- _TASK GOAL_: Return, word for word, the lines of the records below, from the line with "the wooden utility" through the final line of the records, leaving out the pictures.

- _DATA LISTING_:
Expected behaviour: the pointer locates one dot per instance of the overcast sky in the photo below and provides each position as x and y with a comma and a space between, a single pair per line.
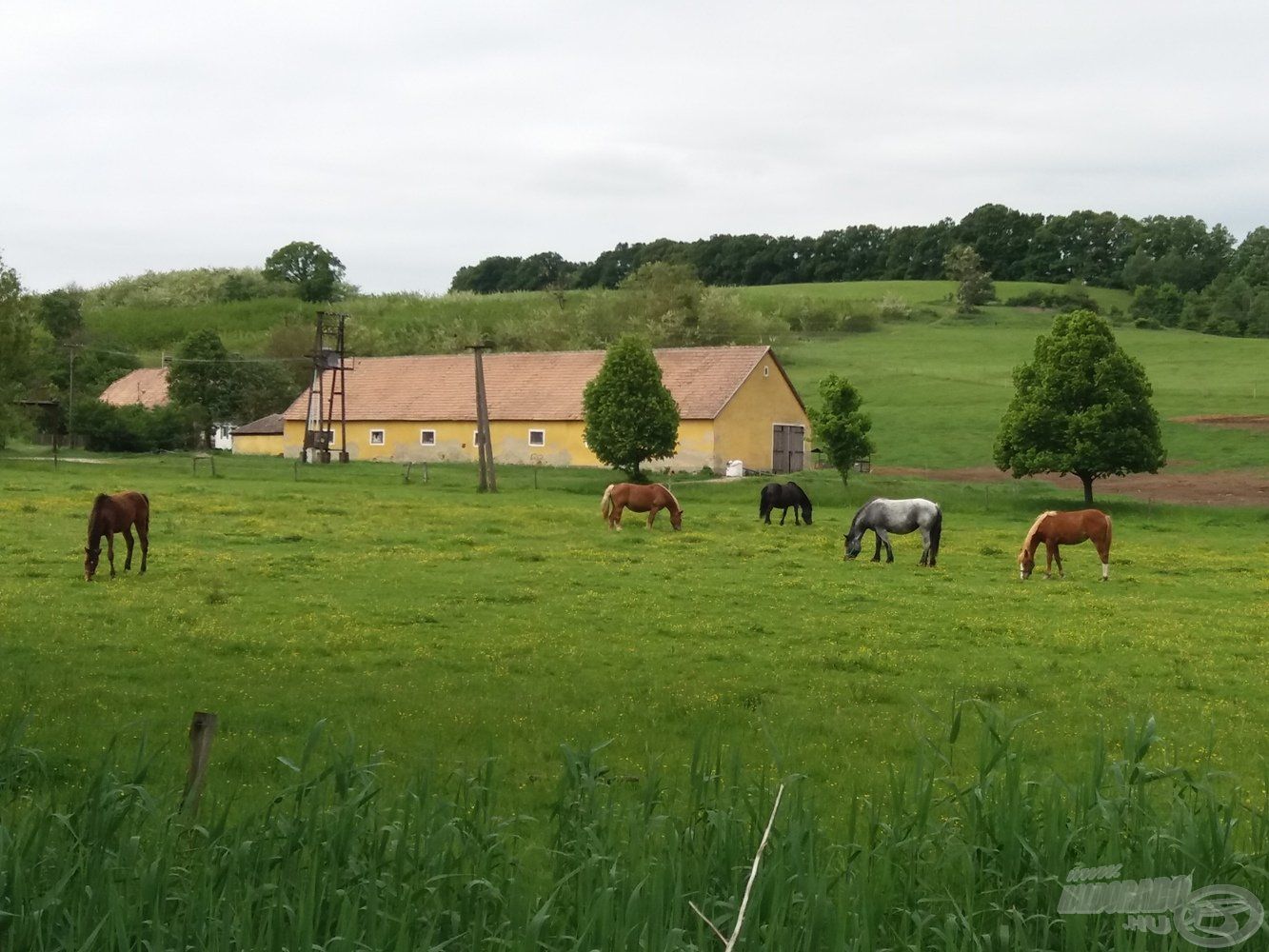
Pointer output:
415, 137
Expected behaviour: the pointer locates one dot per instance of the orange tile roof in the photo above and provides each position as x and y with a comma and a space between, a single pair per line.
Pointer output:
526, 387
146, 387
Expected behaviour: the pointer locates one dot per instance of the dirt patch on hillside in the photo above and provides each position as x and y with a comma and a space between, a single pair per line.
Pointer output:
1222, 487
1254, 423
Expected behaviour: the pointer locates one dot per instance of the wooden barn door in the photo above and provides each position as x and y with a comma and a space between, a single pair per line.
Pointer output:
787, 447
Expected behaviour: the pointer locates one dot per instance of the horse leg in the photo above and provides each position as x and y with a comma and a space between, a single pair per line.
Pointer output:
1104, 555
884, 540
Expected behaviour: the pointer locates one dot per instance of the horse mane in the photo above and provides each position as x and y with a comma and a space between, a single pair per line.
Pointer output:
1035, 528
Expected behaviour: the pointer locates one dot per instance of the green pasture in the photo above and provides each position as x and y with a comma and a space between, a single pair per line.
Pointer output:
937, 391
443, 626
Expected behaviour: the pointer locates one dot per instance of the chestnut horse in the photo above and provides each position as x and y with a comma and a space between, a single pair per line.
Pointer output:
110, 514
1056, 529
639, 498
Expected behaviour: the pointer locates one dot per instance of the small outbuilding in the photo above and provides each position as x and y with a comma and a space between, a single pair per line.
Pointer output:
260, 437
145, 387
736, 403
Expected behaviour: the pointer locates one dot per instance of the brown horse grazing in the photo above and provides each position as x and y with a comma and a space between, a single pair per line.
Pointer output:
110, 514
1056, 529
639, 498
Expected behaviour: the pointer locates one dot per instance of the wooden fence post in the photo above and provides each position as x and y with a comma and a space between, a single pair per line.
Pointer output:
202, 729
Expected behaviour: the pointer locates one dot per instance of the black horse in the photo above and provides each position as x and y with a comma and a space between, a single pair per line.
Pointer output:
777, 497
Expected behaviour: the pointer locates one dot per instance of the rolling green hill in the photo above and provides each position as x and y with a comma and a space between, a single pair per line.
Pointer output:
934, 383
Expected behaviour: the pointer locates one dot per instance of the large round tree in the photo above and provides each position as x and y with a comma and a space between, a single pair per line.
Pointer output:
1081, 407
629, 414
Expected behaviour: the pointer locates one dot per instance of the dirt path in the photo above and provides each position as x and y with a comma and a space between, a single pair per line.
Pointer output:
1221, 487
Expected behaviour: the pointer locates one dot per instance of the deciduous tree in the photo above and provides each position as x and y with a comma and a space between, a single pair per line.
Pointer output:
974, 285
629, 414
839, 426
316, 273
1081, 407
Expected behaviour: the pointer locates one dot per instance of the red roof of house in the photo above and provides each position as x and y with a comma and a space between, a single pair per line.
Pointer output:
528, 387
146, 387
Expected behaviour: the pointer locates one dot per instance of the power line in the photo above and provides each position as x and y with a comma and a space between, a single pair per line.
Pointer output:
201, 360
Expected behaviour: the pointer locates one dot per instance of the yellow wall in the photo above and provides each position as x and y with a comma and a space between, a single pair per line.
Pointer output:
456, 441
260, 445
743, 430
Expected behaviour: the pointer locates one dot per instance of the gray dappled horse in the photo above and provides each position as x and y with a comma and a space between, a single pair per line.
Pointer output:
898, 516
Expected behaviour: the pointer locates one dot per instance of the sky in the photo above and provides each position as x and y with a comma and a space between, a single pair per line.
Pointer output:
411, 139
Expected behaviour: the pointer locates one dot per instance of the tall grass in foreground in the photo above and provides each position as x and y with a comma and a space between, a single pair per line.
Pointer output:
949, 856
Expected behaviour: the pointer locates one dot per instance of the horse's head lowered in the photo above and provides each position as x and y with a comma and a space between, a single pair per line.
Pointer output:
1025, 564
90, 555
853, 544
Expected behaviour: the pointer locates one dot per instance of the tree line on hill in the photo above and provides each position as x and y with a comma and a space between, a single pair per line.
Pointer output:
1081, 407
1181, 272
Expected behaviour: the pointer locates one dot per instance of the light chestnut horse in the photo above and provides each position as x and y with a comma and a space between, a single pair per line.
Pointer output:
1056, 529
110, 514
639, 498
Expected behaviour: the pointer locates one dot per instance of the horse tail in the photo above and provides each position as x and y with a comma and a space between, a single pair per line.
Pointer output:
936, 532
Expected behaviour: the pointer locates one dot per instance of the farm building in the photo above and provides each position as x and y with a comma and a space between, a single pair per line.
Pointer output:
736, 403
146, 387
260, 437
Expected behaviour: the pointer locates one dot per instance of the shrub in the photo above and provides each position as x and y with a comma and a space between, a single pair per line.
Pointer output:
858, 323
894, 308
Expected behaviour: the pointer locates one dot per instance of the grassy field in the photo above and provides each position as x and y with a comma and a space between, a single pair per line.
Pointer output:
937, 391
445, 626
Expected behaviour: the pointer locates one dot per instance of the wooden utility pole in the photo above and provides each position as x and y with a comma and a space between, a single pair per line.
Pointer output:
201, 733
484, 444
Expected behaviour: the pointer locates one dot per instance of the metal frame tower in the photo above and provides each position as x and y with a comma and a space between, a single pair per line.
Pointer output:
328, 356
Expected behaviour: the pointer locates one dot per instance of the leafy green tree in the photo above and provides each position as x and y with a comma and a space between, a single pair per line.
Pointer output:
316, 273
839, 426
1081, 407
16, 334
203, 380
974, 285
629, 414
61, 312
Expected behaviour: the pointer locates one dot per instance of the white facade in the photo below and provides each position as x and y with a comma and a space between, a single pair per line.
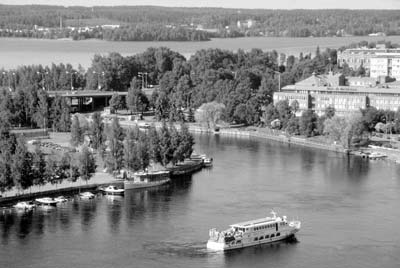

- _FINAL RESULT_:
Expected behaviour: the pointer locates one dot per instance of the wooden utility pole in the photo above and provides each position as x and y with a comma and a space between, a single pair per line.
Pointer output:
201, 733
484, 444
Expected behaviour: the pointer locates one dot per instance of the metal frame tower in the photo above and provides each position as x and y with a comma and a space between, a single pair per line.
Pointer output:
328, 356
Expected behaviour: the pointer locates one dot per instance of the leafy green tree in the photo above and provides each position as x and y with a comma and a space between, a single pair per line.
Pointer output:
316, 273
839, 426
1081, 407
16, 334
203, 380
974, 285
629, 414
61, 312
Expected behaviour: the pointer locates one dot per instance of the white facade in the photo below and provides each position as x and y with a comma and a space between, a single pair per line.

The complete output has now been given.